## Material supplied
# # # # # # #

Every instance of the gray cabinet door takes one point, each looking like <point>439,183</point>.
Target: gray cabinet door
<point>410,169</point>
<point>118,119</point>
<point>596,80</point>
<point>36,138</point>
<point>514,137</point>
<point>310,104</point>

# # # # # # #

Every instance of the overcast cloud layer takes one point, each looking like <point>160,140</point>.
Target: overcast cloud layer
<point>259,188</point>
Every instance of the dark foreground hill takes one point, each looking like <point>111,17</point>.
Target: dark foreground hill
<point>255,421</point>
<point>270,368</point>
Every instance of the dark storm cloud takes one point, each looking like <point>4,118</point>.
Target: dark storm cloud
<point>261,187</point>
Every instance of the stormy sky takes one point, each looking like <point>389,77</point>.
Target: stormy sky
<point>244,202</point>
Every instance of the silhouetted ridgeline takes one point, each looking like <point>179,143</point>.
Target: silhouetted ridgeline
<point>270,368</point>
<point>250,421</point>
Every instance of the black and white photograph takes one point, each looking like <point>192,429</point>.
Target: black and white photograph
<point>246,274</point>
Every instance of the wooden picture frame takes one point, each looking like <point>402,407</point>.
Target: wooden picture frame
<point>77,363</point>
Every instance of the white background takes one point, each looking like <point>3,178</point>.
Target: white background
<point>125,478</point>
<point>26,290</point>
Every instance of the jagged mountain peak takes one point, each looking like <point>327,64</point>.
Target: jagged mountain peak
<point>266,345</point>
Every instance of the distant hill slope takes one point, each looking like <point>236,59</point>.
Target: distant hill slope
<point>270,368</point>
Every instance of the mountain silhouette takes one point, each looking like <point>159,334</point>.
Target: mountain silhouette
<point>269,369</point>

# # # # # # #

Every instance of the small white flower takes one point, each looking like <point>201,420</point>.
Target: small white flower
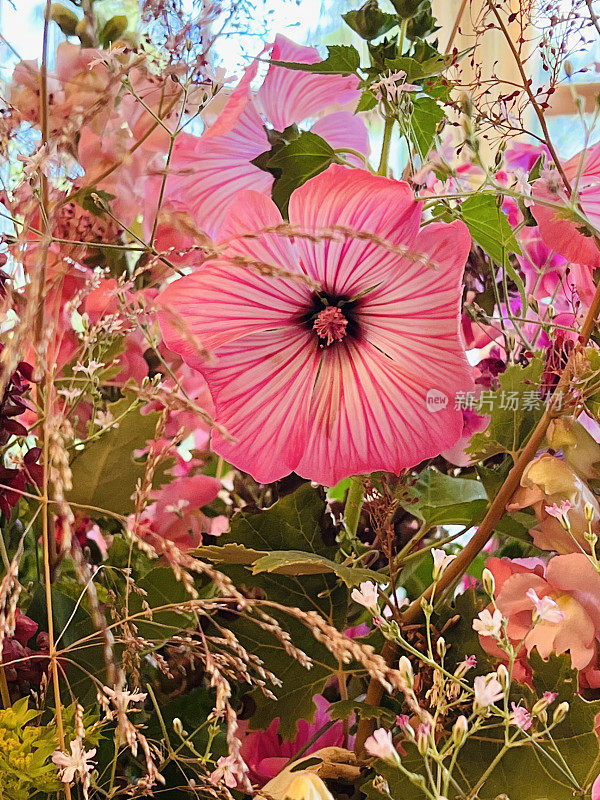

# # # # # # #

## Problem details
Would you please show every line of the material above that includes the string "small"?

## Exercise result
Every instance of the small white flower takes one point, each looking like <point>201,420</point>.
Target: small white flower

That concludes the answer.